What is needed: Count how many lines in the entries below contain the word "rough". Reply with only the number.

==== Material for the task ====

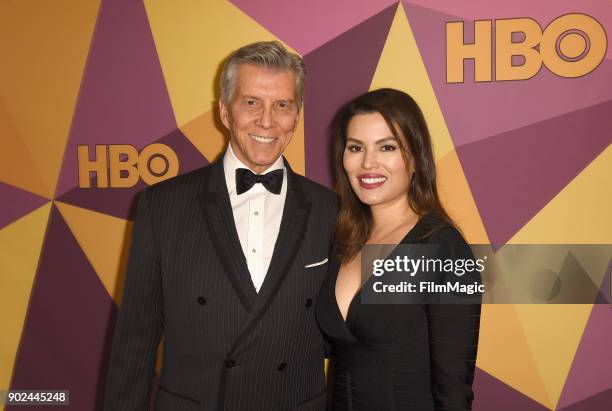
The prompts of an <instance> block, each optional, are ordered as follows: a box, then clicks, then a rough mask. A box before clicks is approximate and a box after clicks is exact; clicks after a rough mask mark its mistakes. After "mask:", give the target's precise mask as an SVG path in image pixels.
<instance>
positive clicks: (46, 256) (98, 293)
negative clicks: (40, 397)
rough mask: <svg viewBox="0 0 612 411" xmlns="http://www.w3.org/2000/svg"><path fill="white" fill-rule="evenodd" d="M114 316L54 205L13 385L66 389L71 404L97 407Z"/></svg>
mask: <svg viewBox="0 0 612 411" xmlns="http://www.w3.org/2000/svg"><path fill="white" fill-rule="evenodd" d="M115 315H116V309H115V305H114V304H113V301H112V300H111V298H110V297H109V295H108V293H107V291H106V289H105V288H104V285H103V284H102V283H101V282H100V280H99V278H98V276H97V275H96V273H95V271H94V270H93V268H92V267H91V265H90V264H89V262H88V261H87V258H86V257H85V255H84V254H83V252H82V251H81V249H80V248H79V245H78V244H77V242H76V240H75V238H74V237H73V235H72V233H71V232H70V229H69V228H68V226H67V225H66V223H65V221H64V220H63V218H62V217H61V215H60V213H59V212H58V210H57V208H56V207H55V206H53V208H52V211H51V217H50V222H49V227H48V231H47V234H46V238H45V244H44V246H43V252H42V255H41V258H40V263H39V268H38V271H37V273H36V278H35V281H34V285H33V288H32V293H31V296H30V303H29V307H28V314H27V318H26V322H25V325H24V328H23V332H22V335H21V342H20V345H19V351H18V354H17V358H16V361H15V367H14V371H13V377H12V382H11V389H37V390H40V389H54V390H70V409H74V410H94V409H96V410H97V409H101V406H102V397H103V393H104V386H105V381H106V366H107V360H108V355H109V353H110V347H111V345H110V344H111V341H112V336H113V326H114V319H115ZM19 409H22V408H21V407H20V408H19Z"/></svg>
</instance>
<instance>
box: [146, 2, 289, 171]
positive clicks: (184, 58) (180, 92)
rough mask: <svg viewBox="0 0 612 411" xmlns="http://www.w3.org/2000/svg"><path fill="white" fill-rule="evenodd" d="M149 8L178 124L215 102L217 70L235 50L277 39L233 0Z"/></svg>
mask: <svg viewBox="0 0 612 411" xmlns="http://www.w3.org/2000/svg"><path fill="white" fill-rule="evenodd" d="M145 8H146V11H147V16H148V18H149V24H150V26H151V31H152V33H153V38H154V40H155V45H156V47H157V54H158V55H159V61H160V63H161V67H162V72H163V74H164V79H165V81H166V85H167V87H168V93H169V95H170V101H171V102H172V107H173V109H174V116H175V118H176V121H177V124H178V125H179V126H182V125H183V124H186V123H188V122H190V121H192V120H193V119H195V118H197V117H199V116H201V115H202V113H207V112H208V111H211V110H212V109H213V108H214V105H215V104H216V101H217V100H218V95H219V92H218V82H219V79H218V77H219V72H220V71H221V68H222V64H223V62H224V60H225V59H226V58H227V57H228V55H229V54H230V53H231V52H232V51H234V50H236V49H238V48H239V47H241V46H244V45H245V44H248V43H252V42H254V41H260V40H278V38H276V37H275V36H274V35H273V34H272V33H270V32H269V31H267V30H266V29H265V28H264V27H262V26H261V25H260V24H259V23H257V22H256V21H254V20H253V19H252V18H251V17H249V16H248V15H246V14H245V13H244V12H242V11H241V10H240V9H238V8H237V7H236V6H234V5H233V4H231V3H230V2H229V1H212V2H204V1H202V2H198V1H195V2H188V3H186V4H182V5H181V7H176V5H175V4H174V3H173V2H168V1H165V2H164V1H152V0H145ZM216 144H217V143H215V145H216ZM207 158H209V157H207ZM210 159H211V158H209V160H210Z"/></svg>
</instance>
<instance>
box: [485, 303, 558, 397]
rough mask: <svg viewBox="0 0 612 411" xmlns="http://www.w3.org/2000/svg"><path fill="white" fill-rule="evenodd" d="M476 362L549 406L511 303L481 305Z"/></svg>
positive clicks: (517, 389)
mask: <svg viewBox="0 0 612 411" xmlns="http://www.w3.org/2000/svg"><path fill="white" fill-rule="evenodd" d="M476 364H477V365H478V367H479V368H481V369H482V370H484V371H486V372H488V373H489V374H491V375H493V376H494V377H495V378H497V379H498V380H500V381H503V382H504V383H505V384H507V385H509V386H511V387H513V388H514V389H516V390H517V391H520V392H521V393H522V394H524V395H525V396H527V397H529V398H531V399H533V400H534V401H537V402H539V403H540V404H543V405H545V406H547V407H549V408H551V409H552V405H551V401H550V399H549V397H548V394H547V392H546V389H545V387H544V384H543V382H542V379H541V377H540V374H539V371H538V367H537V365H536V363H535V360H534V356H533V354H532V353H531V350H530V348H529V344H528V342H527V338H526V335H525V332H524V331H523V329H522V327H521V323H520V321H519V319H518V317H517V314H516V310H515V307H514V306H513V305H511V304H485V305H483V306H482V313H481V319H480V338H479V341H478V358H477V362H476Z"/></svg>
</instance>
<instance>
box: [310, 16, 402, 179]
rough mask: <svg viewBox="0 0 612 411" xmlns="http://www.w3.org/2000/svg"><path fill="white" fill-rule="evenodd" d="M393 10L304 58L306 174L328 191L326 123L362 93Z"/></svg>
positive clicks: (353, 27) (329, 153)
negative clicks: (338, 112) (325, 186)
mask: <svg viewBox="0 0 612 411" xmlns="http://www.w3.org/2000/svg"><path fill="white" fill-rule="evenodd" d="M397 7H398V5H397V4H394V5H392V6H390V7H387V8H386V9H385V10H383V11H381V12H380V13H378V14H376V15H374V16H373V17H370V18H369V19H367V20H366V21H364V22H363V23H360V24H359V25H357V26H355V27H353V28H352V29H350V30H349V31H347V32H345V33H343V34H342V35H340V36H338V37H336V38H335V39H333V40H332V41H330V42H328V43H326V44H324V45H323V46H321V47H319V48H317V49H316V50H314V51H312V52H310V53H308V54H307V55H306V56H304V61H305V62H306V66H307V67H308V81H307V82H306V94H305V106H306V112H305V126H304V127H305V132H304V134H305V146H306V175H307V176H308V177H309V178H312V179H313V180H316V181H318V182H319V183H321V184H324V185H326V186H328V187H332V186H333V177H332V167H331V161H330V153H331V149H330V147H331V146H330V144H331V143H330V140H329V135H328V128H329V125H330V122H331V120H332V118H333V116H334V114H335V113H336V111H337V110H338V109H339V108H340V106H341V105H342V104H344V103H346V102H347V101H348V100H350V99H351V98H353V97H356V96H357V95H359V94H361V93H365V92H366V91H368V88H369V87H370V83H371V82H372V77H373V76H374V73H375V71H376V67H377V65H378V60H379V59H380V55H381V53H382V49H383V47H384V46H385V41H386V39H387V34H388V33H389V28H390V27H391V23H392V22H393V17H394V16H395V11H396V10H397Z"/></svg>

====

The answer: 5